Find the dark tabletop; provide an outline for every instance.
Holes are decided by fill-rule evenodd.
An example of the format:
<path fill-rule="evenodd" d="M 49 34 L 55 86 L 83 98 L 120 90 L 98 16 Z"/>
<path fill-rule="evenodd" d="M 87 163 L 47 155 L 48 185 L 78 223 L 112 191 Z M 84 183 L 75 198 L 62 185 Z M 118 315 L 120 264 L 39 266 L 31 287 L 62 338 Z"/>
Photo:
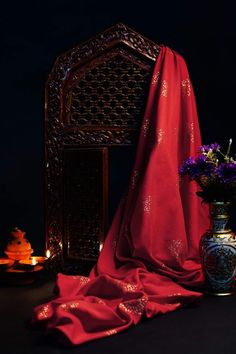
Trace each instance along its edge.
<path fill-rule="evenodd" d="M 144 320 L 112 337 L 63 348 L 33 329 L 34 306 L 53 294 L 54 276 L 41 276 L 31 285 L 0 286 L 1 354 L 235 354 L 236 296 L 205 296 L 198 304 Z"/>

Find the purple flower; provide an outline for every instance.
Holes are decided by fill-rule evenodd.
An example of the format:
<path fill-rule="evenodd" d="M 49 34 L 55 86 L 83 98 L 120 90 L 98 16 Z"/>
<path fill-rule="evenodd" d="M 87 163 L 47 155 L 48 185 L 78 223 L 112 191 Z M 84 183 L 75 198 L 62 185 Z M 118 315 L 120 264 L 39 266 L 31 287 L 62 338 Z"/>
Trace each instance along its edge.
<path fill-rule="evenodd" d="M 199 176 L 210 176 L 215 172 L 214 163 L 209 160 L 205 155 L 199 155 L 195 160 L 195 166 L 192 178 L 197 178 Z"/>
<path fill-rule="evenodd" d="M 217 168 L 217 176 L 223 183 L 230 184 L 236 181 L 236 164 L 221 163 Z"/>
<path fill-rule="evenodd" d="M 192 170 L 194 169 L 195 160 L 193 157 L 189 157 L 187 160 L 183 162 L 183 164 L 179 168 L 179 174 L 181 176 L 191 175 Z"/>
<path fill-rule="evenodd" d="M 220 151 L 220 145 L 217 143 L 211 144 L 211 149 L 212 151 L 216 152 L 216 151 Z"/>
<path fill-rule="evenodd" d="M 220 150 L 220 145 L 217 143 L 214 144 L 210 144 L 210 145 L 202 145 L 200 146 L 200 152 L 201 153 L 208 153 L 210 150 L 212 150 L 212 152 L 216 152 Z"/>
<path fill-rule="evenodd" d="M 215 171 L 215 166 L 205 155 L 199 155 L 196 159 L 189 157 L 179 169 L 181 176 L 189 175 L 190 179 L 199 176 L 210 176 Z"/>
<path fill-rule="evenodd" d="M 206 202 L 236 199 L 236 161 L 230 157 L 232 139 L 226 153 L 217 143 L 202 145 L 198 156 L 189 157 L 181 165 L 181 176 L 188 175 L 201 188 L 197 195 Z"/>

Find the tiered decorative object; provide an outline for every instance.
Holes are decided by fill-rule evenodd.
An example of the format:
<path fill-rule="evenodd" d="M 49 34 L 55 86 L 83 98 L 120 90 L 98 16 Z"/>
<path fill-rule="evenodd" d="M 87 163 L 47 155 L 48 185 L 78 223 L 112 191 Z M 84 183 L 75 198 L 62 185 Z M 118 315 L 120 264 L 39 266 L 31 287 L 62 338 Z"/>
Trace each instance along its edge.
<path fill-rule="evenodd" d="M 25 238 L 25 232 L 15 227 L 7 243 L 5 254 L 15 261 L 29 259 L 33 253 L 30 242 Z"/>
<path fill-rule="evenodd" d="M 0 258 L 0 281 L 13 285 L 31 284 L 43 268 L 46 257 L 31 257 L 33 249 L 25 232 L 15 227 L 6 246 L 7 257 Z"/>

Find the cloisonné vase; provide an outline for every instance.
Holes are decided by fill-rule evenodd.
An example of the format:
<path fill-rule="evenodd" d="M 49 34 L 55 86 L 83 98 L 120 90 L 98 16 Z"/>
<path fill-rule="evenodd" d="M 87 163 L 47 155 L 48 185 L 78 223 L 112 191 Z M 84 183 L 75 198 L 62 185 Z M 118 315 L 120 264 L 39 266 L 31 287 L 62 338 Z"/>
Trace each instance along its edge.
<path fill-rule="evenodd" d="M 212 202 L 210 228 L 200 241 L 200 257 L 205 291 L 212 295 L 231 295 L 236 273 L 236 238 L 228 228 L 230 202 Z"/>

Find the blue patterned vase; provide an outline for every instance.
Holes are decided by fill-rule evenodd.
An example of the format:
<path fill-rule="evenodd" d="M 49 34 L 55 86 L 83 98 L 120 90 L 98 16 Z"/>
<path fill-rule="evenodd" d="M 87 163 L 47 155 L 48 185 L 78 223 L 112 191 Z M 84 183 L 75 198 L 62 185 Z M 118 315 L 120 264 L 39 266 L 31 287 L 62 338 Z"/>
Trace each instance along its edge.
<path fill-rule="evenodd" d="M 236 238 L 227 227 L 229 202 L 210 203 L 210 229 L 200 241 L 206 293 L 231 295 L 236 273 Z"/>

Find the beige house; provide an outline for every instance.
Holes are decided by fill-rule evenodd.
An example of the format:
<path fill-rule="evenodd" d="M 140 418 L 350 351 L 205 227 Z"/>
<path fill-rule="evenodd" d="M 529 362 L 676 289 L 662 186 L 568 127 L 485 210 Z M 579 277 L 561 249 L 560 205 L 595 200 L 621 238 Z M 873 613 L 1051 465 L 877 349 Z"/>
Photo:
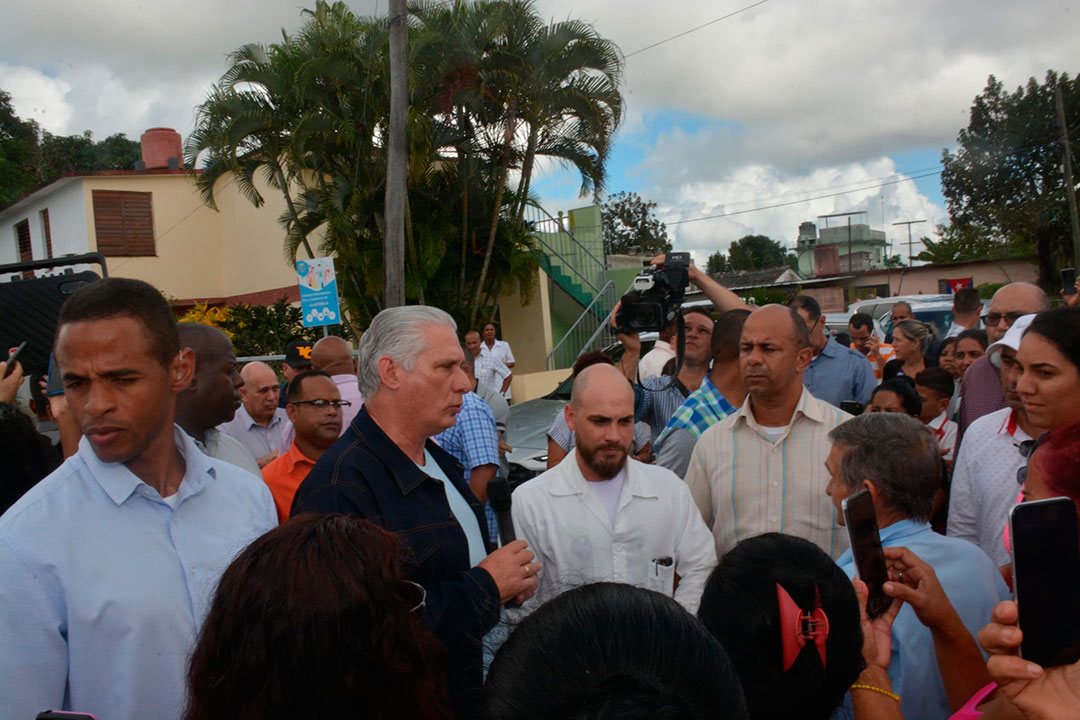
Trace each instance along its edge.
<path fill-rule="evenodd" d="M 178 133 L 155 128 L 142 141 L 141 169 L 65 175 L 0 209 L 0 264 L 99 252 L 110 275 L 145 280 L 181 306 L 297 300 L 280 193 L 260 187 L 256 208 L 223 178 L 215 211 L 180 165 Z"/>

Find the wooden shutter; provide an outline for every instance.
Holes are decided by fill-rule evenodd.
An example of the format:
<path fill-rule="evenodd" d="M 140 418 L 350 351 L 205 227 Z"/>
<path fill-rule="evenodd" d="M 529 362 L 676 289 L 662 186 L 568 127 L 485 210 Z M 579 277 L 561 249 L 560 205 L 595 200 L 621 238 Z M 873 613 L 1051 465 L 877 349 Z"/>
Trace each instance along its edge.
<path fill-rule="evenodd" d="M 51 258 L 52 254 L 52 230 L 49 229 L 49 208 L 41 211 L 41 229 L 45 233 L 45 257 Z"/>
<path fill-rule="evenodd" d="M 19 248 L 19 262 L 29 262 L 34 259 L 34 250 L 30 245 L 30 221 L 23 220 L 15 224 L 15 243 Z M 34 277 L 32 270 L 23 270 L 24 278 Z"/>
<path fill-rule="evenodd" d="M 102 255 L 155 255 L 150 193 L 94 190 L 94 230 Z"/>

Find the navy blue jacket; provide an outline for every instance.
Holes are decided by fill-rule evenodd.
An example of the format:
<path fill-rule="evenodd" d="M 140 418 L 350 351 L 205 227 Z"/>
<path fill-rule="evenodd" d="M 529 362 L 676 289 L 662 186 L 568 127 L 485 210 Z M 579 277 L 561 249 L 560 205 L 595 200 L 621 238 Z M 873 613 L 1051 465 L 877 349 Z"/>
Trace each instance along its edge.
<path fill-rule="evenodd" d="M 486 528 L 461 464 L 431 440 L 427 449 Z M 417 467 L 363 407 L 300 483 L 290 516 L 303 512 L 358 515 L 397 534 L 405 576 L 427 590 L 425 624 L 447 649 L 451 705 L 458 717 L 473 717 L 483 687 L 481 643 L 499 620 L 499 589 L 486 570 L 471 566 L 465 531 L 442 483 Z"/>

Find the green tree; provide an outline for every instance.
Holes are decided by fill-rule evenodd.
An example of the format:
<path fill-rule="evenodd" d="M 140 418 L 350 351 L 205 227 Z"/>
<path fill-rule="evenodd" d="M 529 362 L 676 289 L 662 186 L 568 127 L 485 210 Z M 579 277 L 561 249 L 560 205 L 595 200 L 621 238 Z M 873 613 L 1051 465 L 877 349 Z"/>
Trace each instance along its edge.
<path fill-rule="evenodd" d="M 36 155 L 36 123 L 20 119 L 11 95 L 0 90 L 0 207 L 33 187 Z"/>
<path fill-rule="evenodd" d="M 728 272 L 731 270 L 731 264 L 728 263 L 727 255 L 722 250 L 717 250 L 713 254 L 709 255 L 709 259 L 705 263 L 705 272 L 709 275 L 718 275 L 722 272 Z"/>
<path fill-rule="evenodd" d="M 744 235 L 731 243 L 728 260 L 732 270 L 763 270 L 790 265 L 784 246 L 765 235 Z"/>
<path fill-rule="evenodd" d="M 656 203 L 635 192 L 617 192 L 600 206 L 604 247 L 609 253 L 636 248 L 646 254 L 671 250 L 667 227 L 656 218 Z"/>
<path fill-rule="evenodd" d="M 605 93 L 621 67 L 605 75 L 595 56 L 604 48 L 619 55 L 587 26 L 567 23 L 545 27 L 521 0 L 410 7 L 408 301 L 439 305 L 468 324 L 478 312 L 493 314 L 510 289 L 531 292 L 533 241 L 520 209 L 532 170 L 524 158 L 565 160 L 583 186 L 602 187 L 621 116 Z M 185 146 L 189 165 L 206 162 L 196 182 L 210 204 L 226 177 L 256 204 L 259 187 L 282 193 L 286 256 L 316 242 L 336 255 L 357 328 L 381 302 L 387 54 L 385 18 L 318 0 L 298 31 L 230 55 Z M 549 54 L 558 61 L 545 60 Z M 514 169 L 523 181 L 516 190 L 508 187 Z"/>
<path fill-rule="evenodd" d="M 1048 71 L 1042 84 L 1031 78 L 1012 93 L 989 77 L 957 137 L 956 151 L 942 154 L 941 188 L 951 223 L 938 243 L 946 247 L 930 254 L 1010 257 L 1034 250 L 1044 289 L 1055 286 L 1057 267 L 1072 264 L 1057 87 L 1067 126 L 1075 128 L 1080 83 L 1067 74 Z M 1074 165 L 1078 159 L 1074 147 Z"/>

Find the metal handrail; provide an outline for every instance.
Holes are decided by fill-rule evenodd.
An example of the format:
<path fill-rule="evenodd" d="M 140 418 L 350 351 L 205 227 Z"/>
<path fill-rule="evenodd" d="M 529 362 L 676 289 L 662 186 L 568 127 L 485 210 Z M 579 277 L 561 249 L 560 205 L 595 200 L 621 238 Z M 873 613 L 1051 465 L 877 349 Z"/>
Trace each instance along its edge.
<path fill-rule="evenodd" d="M 578 278 L 579 278 L 579 279 L 581 280 L 581 282 L 582 282 L 582 283 L 583 283 L 584 285 L 588 286 L 588 289 L 589 289 L 589 290 L 591 290 L 591 291 L 593 292 L 593 294 L 597 294 L 597 293 L 599 293 L 599 292 L 600 292 L 599 290 L 597 290 L 597 289 L 596 289 L 596 286 L 595 286 L 595 285 L 593 285 L 592 281 L 591 281 L 591 280 L 589 280 L 589 278 L 585 277 L 585 275 L 584 275 L 584 274 L 582 274 L 582 272 L 581 272 L 580 270 L 578 270 L 578 269 L 577 269 L 577 267 L 575 267 L 575 266 L 574 266 L 574 265 L 573 265 L 573 264 L 572 264 L 572 263 L 570 262 L 570 259 L 569 259 L 569 258 L 567 258 L 567 257 L 566 257 L 565 255 L 563 255 L 563 254 L 562 254 L 562 253 L 560 253 L 560 252 L 559 252 L 558 250 L 556 250 L 556 249 L 555 249 L 555 248 L 553 248 L 553 247 L 552 247 L 551 245 L 549 245 L 549 244 L 548 244 L 548 243 L 547 243 L 547 242 L 546 242 L 546 241 L 545 241 L 545 240 L 544 240 L 544 239 L 543 239 L 542 237 L 540 237 L 539 235 L 534 235 L 533 237 L 535 237 L 535 238 L 536 238 L 536 240 L 537 240 L 537 242 L 539 242 L 539 243 L 540 243 L 540 244 L 541 244 L 541 245 L 542 245 L 542 246 L 543 246 L 543 247 L 545 248 L 546 254 L 548 254 L 548 255 L 554 255 L 555 257 L 557 257 L 557 258 L 559 258 L 560 260 L 562 260 L 562 264 L 561 264 L 561 265 L 560 265 L 559 267 L 563 268 L 563 269 L 564 269 L 564 271 L 567 271 L 567 272 L 573 272 L 573 273 L 574 273 L 575 275 L 577 275 L 577 277 L 578 277 Z M 570 237 L 574 237 L 574 236 L 573 236 L 573 235 L 570 235 Z M 577 243 L 577 240 L 575 239 L 575 240 L 574 240 L 574 242 L 575 242 L 575 243 Z M 581 247 L 581 249 L 582 249 L 582 250 L 585 250 L 586 252 L 588 252 L 588 250 L 587 250 L 587 249 L 585 248 L 585 246 L 584 246 L 584 245 L 581 245 L 581 243 L 577 243 L 577 244 L 578 244 L 578 246 L 579 246 L 579 247 Z"/>
<path fill-rule="evenodd" d="M 570 230 L 567 230 L 566 228 L 564 228 L 564 227 L 562 226 L 562 221 L 561 221 L 561 220 L 559 220 L 558 218 L 553 218 L 553 217 L 551 217 L 551 213 L 549 213 L 549 212 L 548 212 L 547 210 L 545 210 L 544 208 L 540 207 L 539 205 L 534 205 L 533 207 L 534 207 L 535 209 L 539 210 L 540 212 L 544 213 L 545 215 L 547 215 L 547 217 L 548 217 L 548 220 L 550 220 L 550 221 L 552 221 L 553 223 L 557 224 L 557 225 L 559 226 L 559 229 L 560 229 L 560 230 L 561 230 L 562 232 L 566 233 L 566 234 L 567 234 L 567 235 L 569 235 L 569 236 L 570 236 L 571 238 L 573 238 L 573 239 L 574 239 L 574 242 L 575 242 L 575 243 L 577 243 L 577 244 L 578 244 L 578 246 L 580 246 L 580 247 L 581 247 L 581 249 L 582 249 L 582 250 L 584 250 L 584 251 L 585 251 L 585 253 L 586 253 L 586 254 L 587 254 L 587 255 L 588 255 L 589 257 L 591 257 L 591 258 L 592 258 L 592 259 L 593 259 L 593 260 L 594 260 L 594 261 L 595 261 L 595 262 L 596 262 L 596 263 L 597 263 L 598 265 L 600 265 L 600 267 L 604 268 L 605 270 L 607 269 L 607 262 L 606 262 L 605 260 L 601 260 L 600 258 L 598 258 L 598 257 L 596 257 L 595 255 L 593 255 L 593 254 L 592 254 L 592 251 L 591 251 L 591 250 L 589 250 L 589 248 L 585 247 L 585 246 L 584 246 L 584 245 L 582 245 L 582 244 L 581 244 L 580 242 L 578 242 L 578 239 L 577 239 L 576 237 L 574 237 L 574 233 L 572 233 L 572 232 L 571 232 Z M 590 227 L 591 227 L 591 226 L 590 226 Z"/>
<path fill-rule="evenodd" d="M 585 312 L 581 313 L 581 315 L 579 315 L 579 316 L 578 316 L 578 319 L 577 319 L 577 320 L 575 320 L 575 321 L 574 321 L 574 324 L 573 324 L 573 325 L 571 325 L 571 326 L 570 326 L 570 327 L 569 327 L 569 328 L 567 329 L 566 333 L 565 333 L 565 334 L 564 334 L 564 335 L 563 335 L 563 336 L 562 336 L 562 337 L 561 337 L 561 338 L 559 339 L 559 342 L 555 343 L 555 347 L 553 347 L 553 348 L 551 349 L 551 352 L 549 352 L 549 353 L 548 353 L 548 356 L 547 356 L 547 362 L 548 362 L 548 365 L 549 365 L 549 366 L 550 366 L 550 365 L 551 365 L 551 364 L 552 364 L 552 363 L 554 362 L 554 360 L 555 360 L 555 354 L 556 354 L 556 353 L 557 353 L 557 352 L 559 351 L 559 348 L 561 348 L 561 347 L 563 346 L 563 343 L 565 343 L 565 342 L 566 342 L 566 341 L 567 341 L 568 339 L 570 339 L 570 337 L 571 337 L 571 336 L 572 336 L 572 335 L 574 334 L 574 331 L 575 331 L 575 330 L 577 330 L 577 328 L 578 328 L 578 325 L 580 325 L 580 324 L 581 324 L 581 322 L 582 322 L 582 321 L 583 321 L 583 320 L 584 320 L 584 319 L 585 319 L 586 317 L 594 317 L 594 316 L 593 316 L 593 314 L 592 314 L 592 312 L 591 312 L 591 311 L 592 311 L 592 309 L 593 309 L 593 306 L 594 306 L 594 305 L 596 305 L 597 303 L 601 303 L 601 302 L 602 302 L 602 301 L 604 300 L 604 293 L 606 293 L 606 292 L 607 292 L 607 290 L 608 290 L 608 288 L 609 288 L 609 287 L 611 287 L 611 288 L 614 288 L 614 287 L 615 287 L 615 283 L 613 283 L 612 281 L 608 280 L 607 284 L 606 284 L 606 285 L 604 285 L 604 287 L 600 289 L 600 292 L 598 292 L 598 293 L 596 294 L 596 297 L 595 297 L 595 298 L 593 298 L 593 301 L 592 301 L 591 303 L 589 303 L 589 304 L 588 304 L 588 306 L 586 306 L 586 308 L 585 308 Z M 606 315 L 605 317 L 610 317 L 610 316 L 611 316 L 611 313 L 609 312 L 609 313 L 608 313 L 608 314 L 607 314 L 607 315 Z M 603 328 L 603 321 L 601 322 L 601 328 Z M 593 337 L 595 337 L 595 335 L 596 335 L 596 334 L 594 333 L 594 334 L 593 334 Z M 588 343 L 586 343 L 585 345 L 586 345 L 586 347 L 587 347 L 587 346 L 588 346 Z M 549 370 L 551 370 L 551 369 L 554 369 L 554 368 L 551 368 L 551 367 L 549 367 L 548 369 L 549 369 Z"/>

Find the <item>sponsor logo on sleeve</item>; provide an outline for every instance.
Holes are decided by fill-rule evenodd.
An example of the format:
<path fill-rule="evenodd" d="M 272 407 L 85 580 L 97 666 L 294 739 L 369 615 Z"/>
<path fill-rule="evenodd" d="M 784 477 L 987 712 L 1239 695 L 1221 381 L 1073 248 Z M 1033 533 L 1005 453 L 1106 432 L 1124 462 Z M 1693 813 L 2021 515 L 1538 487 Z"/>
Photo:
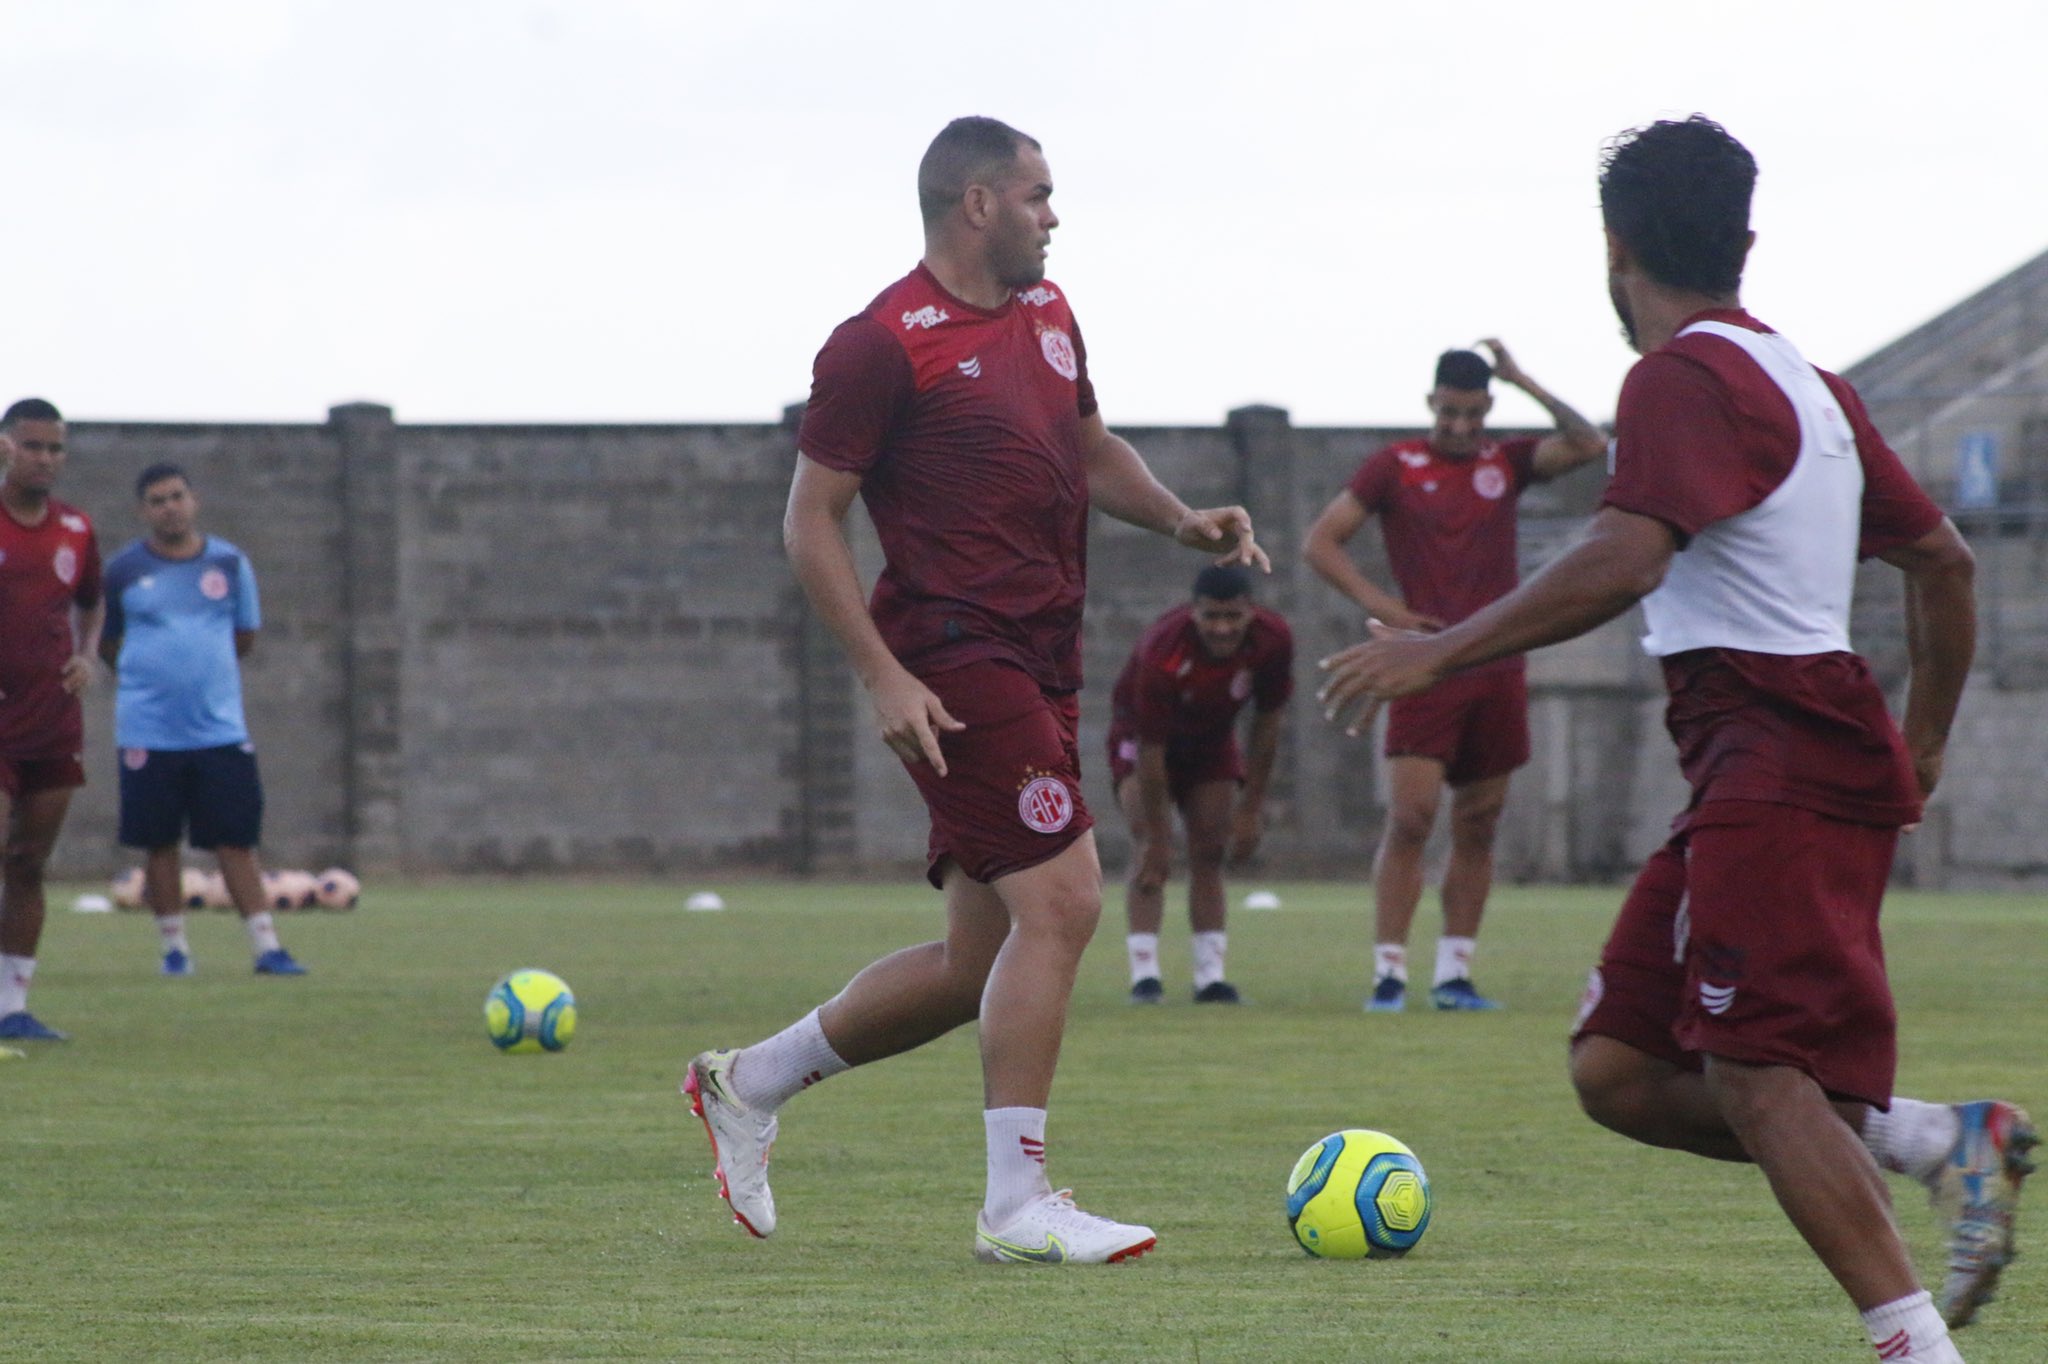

_YOUR GOAL_
Looking at the material above, please state how many lines include the string "blue", and give only that number.

_SOLUTION FOR THIS EXERCISE_
2